**What the task requires**
Pull out every line in the records below that has the word "door" in it.

**Available records**
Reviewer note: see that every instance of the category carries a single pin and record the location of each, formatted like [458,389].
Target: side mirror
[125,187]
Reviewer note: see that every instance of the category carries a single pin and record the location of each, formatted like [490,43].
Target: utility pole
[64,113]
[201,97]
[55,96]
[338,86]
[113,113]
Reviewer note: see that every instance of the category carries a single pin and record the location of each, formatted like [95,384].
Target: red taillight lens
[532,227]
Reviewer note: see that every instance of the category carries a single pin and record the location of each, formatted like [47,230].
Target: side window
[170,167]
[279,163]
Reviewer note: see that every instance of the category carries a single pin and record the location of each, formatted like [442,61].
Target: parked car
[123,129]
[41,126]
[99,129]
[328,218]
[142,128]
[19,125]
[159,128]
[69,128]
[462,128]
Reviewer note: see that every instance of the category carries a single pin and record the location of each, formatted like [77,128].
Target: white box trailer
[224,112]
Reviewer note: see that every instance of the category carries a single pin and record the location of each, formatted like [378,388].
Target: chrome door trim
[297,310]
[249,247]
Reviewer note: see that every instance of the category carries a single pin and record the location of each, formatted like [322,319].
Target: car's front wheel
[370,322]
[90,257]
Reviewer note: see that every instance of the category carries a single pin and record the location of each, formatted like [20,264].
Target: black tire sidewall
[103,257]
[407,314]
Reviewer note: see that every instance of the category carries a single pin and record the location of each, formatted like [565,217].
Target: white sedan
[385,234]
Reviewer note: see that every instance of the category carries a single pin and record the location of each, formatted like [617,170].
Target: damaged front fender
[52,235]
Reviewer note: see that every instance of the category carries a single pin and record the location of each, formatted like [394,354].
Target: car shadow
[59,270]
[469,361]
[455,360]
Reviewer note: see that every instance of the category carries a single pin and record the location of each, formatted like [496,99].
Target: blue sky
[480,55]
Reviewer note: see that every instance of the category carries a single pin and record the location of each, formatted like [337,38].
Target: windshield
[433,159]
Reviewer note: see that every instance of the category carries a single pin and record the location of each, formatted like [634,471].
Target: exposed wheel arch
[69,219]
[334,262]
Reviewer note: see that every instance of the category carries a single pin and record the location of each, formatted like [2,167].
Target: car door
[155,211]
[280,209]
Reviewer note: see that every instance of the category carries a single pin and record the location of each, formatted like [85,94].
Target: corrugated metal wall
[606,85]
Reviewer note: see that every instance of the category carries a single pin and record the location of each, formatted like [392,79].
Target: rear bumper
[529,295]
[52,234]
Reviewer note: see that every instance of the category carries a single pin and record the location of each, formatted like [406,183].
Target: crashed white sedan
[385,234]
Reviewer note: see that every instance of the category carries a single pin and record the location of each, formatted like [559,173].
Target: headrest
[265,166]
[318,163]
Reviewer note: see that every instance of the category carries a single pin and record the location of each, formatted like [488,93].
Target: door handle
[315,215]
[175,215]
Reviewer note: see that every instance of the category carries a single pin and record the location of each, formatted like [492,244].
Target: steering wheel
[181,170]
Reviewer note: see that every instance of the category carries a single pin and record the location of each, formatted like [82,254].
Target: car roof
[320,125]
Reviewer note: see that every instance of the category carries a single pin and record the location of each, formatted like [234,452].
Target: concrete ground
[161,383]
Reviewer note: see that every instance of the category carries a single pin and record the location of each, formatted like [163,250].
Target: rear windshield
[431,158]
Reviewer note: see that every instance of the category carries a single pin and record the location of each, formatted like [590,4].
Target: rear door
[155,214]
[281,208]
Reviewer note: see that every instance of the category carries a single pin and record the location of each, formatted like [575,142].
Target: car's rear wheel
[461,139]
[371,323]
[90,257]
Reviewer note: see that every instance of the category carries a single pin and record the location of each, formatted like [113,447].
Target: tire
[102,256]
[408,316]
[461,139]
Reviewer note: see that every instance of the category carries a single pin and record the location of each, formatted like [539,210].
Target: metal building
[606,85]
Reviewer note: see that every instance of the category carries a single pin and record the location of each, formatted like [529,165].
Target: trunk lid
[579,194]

...

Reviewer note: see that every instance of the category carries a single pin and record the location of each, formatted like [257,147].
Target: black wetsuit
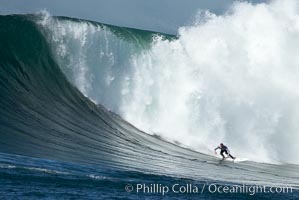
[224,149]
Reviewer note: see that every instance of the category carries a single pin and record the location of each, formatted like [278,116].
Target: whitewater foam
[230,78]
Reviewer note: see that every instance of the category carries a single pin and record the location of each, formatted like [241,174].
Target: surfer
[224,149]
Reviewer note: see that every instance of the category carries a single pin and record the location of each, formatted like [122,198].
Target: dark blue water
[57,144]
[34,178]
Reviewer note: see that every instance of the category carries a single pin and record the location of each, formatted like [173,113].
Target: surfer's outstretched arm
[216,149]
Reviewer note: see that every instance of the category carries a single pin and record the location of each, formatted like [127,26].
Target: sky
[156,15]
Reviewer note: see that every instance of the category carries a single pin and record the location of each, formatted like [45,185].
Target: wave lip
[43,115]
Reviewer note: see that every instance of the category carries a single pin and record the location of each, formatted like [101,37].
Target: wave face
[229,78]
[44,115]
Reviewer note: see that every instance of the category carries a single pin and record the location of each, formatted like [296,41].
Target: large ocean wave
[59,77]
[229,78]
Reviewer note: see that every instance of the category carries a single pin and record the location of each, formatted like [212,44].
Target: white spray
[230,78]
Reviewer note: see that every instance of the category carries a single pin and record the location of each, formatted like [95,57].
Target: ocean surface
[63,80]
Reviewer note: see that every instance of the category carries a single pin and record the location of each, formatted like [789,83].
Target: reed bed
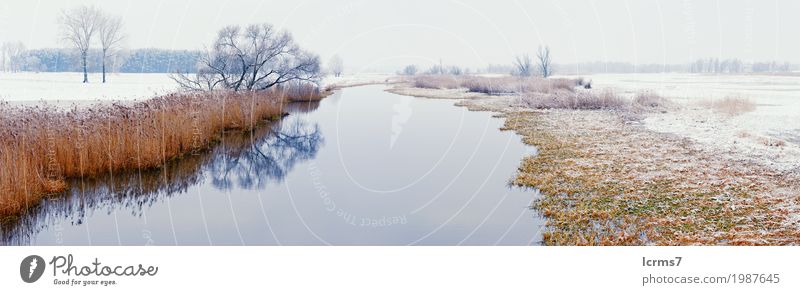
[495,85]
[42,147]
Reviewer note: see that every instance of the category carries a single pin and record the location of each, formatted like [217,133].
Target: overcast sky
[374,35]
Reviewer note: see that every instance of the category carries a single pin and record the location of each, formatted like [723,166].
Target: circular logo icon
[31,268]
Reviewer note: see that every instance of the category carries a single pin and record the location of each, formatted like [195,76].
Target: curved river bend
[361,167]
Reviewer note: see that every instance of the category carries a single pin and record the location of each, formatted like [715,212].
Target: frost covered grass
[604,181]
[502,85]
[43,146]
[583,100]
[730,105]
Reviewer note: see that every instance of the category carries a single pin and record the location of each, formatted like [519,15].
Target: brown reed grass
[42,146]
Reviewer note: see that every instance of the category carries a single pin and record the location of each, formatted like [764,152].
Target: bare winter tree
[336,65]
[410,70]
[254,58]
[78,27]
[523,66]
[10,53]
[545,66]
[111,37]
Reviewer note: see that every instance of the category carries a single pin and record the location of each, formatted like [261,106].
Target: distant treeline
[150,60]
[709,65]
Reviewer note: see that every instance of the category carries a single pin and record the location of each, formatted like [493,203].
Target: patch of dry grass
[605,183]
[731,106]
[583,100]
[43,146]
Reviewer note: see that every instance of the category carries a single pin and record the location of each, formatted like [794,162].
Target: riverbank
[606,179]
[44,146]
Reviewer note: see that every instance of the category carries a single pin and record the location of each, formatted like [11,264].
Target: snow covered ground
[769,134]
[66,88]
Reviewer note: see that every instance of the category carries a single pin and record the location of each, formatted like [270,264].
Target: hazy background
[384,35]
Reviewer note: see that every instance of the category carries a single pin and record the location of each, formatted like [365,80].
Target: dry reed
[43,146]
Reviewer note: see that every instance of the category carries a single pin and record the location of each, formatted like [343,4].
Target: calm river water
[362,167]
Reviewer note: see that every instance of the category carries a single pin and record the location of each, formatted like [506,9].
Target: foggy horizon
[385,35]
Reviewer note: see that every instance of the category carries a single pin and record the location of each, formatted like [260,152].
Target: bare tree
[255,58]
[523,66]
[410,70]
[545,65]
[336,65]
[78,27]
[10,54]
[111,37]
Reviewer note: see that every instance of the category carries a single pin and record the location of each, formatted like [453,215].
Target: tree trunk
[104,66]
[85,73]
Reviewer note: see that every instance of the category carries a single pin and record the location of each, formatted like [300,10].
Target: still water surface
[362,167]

**Exercise solution**
Target: chrome door trim
Target: car door
Target: door handle
Target: rear door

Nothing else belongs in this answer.